• [WHAT IS NEEDED]
Count the lines in the entries below that contain the string "Query", with case counting. Reply with the number alone.

• [SUPPLIED RECORDS]

-- Start --

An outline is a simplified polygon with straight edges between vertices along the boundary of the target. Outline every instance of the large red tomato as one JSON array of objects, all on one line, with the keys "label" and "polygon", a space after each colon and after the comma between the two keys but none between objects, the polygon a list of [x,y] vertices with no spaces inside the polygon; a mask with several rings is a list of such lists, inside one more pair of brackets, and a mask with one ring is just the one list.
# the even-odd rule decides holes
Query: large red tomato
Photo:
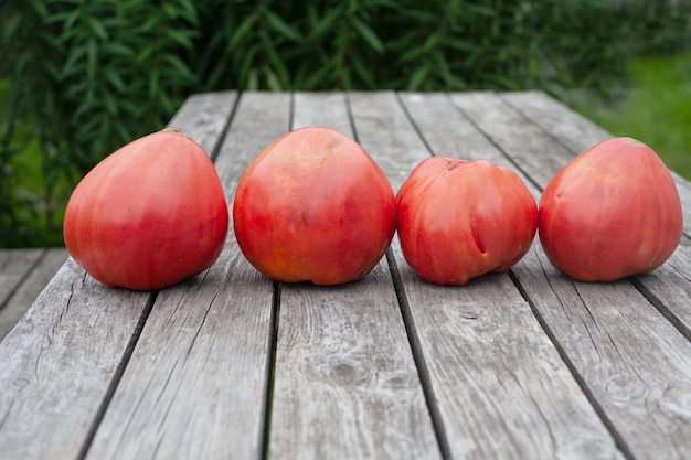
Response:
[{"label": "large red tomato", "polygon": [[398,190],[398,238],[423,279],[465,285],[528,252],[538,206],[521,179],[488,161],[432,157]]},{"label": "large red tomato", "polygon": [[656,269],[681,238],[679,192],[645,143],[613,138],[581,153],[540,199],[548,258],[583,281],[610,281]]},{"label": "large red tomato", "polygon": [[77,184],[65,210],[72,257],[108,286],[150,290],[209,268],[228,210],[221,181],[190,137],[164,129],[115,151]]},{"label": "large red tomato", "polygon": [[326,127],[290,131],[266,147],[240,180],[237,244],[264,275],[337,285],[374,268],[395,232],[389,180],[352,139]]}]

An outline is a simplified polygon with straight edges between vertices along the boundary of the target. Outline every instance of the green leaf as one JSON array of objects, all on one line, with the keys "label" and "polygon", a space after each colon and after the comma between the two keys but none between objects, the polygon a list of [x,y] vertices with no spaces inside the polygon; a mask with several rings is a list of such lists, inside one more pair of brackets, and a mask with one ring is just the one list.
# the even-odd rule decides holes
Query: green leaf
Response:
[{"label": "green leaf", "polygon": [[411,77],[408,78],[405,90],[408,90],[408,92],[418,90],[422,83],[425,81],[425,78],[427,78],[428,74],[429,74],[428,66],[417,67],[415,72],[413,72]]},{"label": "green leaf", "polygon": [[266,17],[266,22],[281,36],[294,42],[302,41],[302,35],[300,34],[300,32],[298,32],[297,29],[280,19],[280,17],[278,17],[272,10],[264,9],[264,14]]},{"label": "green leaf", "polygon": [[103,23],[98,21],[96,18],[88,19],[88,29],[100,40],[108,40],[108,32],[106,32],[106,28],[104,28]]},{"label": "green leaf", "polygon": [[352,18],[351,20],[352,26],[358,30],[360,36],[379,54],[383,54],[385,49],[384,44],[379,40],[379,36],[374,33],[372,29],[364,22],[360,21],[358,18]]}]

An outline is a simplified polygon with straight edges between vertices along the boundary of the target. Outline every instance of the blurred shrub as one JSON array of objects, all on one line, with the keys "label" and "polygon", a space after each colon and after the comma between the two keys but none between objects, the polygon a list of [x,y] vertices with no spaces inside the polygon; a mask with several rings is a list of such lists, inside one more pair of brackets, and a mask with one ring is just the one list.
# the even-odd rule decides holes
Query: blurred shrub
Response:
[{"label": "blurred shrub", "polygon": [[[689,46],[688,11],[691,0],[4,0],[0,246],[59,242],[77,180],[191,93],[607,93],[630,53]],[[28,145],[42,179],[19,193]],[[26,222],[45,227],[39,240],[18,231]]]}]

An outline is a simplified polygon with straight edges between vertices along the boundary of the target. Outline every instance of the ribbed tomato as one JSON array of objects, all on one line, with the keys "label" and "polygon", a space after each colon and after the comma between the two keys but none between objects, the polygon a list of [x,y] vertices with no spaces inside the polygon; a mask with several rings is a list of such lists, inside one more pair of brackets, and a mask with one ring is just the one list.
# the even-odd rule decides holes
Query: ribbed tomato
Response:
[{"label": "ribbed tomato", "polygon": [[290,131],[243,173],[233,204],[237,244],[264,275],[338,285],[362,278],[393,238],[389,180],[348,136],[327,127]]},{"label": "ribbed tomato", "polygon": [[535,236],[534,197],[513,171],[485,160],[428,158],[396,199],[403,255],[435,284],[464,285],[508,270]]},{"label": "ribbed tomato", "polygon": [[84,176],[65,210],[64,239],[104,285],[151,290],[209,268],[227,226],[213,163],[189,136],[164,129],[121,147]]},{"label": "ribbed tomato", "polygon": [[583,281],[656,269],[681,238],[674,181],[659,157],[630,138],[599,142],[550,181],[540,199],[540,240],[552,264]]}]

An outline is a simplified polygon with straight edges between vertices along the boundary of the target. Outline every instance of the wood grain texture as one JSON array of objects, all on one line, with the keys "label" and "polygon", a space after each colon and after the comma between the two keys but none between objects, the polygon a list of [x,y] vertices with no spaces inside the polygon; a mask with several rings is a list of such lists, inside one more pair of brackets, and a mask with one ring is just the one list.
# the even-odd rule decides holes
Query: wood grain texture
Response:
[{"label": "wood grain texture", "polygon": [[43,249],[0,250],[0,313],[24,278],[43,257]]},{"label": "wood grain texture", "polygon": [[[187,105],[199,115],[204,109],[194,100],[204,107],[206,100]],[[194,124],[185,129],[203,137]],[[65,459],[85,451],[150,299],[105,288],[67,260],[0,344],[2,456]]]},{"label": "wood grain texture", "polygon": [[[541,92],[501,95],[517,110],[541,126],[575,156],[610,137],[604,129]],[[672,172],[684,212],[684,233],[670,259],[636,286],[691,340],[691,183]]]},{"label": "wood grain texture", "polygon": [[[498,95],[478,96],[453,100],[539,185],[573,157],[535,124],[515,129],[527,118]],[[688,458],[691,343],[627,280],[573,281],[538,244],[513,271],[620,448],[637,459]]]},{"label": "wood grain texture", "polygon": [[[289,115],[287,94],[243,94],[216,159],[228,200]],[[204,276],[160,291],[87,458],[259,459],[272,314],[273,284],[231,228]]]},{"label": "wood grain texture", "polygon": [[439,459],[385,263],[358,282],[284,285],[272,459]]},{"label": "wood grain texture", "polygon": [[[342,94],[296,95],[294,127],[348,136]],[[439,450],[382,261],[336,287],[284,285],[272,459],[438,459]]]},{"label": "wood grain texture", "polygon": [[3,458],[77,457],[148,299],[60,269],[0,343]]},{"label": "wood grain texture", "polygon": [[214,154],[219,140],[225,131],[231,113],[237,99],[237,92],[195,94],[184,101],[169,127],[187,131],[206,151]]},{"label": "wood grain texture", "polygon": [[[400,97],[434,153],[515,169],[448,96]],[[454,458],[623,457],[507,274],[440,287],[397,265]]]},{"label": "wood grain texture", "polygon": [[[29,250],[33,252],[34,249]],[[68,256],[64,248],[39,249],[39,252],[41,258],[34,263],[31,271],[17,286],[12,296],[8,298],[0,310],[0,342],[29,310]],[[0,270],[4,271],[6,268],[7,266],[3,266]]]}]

-- End --
-- Start --

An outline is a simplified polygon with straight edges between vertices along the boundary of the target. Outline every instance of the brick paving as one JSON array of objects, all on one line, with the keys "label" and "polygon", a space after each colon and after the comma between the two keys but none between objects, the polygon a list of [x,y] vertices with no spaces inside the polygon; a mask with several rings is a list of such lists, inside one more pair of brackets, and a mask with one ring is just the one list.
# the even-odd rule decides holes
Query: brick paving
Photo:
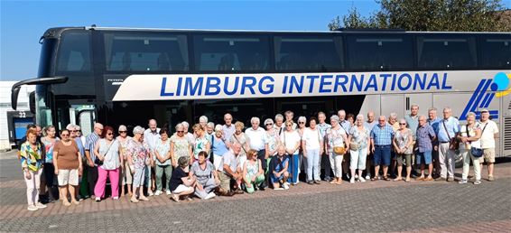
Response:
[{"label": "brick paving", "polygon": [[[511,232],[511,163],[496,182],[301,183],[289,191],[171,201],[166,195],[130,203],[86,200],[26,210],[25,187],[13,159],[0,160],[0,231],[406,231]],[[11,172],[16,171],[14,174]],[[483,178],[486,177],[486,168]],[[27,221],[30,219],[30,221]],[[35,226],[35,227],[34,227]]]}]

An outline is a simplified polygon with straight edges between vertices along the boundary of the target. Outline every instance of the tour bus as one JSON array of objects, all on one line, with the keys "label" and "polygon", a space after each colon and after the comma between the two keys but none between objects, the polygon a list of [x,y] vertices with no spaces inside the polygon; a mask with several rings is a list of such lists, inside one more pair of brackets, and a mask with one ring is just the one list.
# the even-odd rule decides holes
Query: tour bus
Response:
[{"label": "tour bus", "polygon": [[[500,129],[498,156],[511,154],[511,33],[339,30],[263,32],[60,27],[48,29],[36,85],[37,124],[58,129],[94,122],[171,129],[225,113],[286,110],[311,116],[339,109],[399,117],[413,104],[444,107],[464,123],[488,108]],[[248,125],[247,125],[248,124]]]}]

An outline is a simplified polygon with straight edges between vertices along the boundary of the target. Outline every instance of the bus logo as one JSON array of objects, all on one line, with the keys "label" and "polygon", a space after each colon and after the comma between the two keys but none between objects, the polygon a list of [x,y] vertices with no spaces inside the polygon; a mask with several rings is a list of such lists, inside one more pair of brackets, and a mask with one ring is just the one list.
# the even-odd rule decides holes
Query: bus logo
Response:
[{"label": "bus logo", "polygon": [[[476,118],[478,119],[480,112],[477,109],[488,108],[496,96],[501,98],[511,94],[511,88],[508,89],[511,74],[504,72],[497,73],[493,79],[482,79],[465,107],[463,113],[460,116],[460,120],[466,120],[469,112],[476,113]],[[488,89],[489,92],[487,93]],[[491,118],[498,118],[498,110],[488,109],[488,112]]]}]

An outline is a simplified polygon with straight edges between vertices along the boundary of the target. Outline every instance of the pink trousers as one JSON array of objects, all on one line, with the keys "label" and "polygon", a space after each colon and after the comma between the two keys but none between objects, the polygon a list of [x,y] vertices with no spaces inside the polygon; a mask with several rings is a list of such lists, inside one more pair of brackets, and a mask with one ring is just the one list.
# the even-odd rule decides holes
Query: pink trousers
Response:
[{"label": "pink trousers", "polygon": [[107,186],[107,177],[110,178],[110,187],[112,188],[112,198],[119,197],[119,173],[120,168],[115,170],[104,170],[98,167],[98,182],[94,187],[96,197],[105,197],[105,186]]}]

-- End --

• [COMPLETE RESPONSE]
9